**Text excerpt**
With the UFO you can fly to other planets and colonize then, seed them with life, mess with the inhabitants, etc. The cool thing is that there are billions of other planets, and many are inhabited by the civilizations of other Spore players. In this final phase, you can basically do whatever you want. The game itself doesn’t come out until September 5, but there is a Creature Creator available online. I have a copy, and have been playing around with it. It is very flexible, in that you can create as normal or bizarre-looking creature as you like. Want to attach arms to your creature’s knees? go for it. A mouth on the end of it’s tail? No problem. Eyes on its feet? You get the idea.
There are some limitations though. The creatures are limited to bilateral symmetry: everything you make has to be symmetric down the middle. No starfish or sea anemones or trees, although you can make creatures that are very similar but more symmetric. Creatures also have to have a backbone. That didn’t stop me from making giant spiders, but hidden beneath all the mandibles and spines there are still vertebrae.
I’m all in favor of making a game about the evolution of intelligent civilizations, I rank it near the top of the list of “Interesting Things to Think About.” I do have some slight complaints though. First, I am not a fan of the idea of panspermia: the idea that life arose elsewhere and then found its way to Earth. What good does it do you to have life originate Elsewhere (it is never really specified where) and then arrive on Earth? It seems to me that panspermia just dodges the question of how life arose by moving it off of the Earth. Life still had to arise somehwhere, and with panspermia, it also has to get blasted off of its original planet (or must arise on a comet), survive the trip through space, make it through the atmosphere, survive the impact, and then survive the conditions on early earth. Why not go with the simpler assumption that life arose on the Earth in the first place?

**Extracted data**
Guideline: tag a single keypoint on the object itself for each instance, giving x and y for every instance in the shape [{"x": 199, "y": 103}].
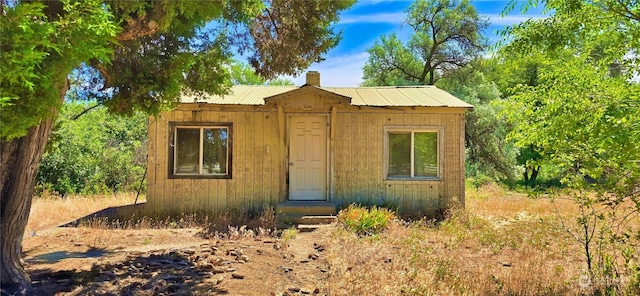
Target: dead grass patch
[
  {"x": 50, "y": 210},
  {"x": 503, "y": 243}
]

**Tasks and exercises**
a: Answer these questions from the text about the game Spore:
(i) On what date does the game itself come out?
(ii) What kind of symmetry are the creatures limited to?
(iii) Which idea does the writer say they are not a fan of?
b: Extend the text about the game Spore, picking up after its last sentence.

**Answers for the tasks**
a:
(i) September 5.
(ii) Bilateral symmetry: everything has to be symmetric down the middle.
(iii) Panspermia, the idea that life arose elsewhere and then found its way to Earth.

b:
My second complaint is that evolution in Spore is wrong. No, I’m not mad that you have to earn “evolution points”: it’s a game, you have to do something like that. The problem is that with actual evolution, creatures don’t just sprout an extra arm. The evolution is gradual and random. The “evolution” in Spore is sudden and directed: chances are the player has some idea of what he or she wants the creature to look like, but with true evolution there is no “goal”. It would be interesting to see a variation of the game where instead of using the creature creator, the creatures just evolved randomly. I bet you would get some really weird creatures!
Of course, the whole point of the game is that the user is in control of everything. It makes for better gameplay at the expense of scientific accuracy and frankly, I’m ok with that. I can’t wait for the game to come out, and I think that it may serve to get some people interested enough in evolution and the origin of life to go and learn the real story.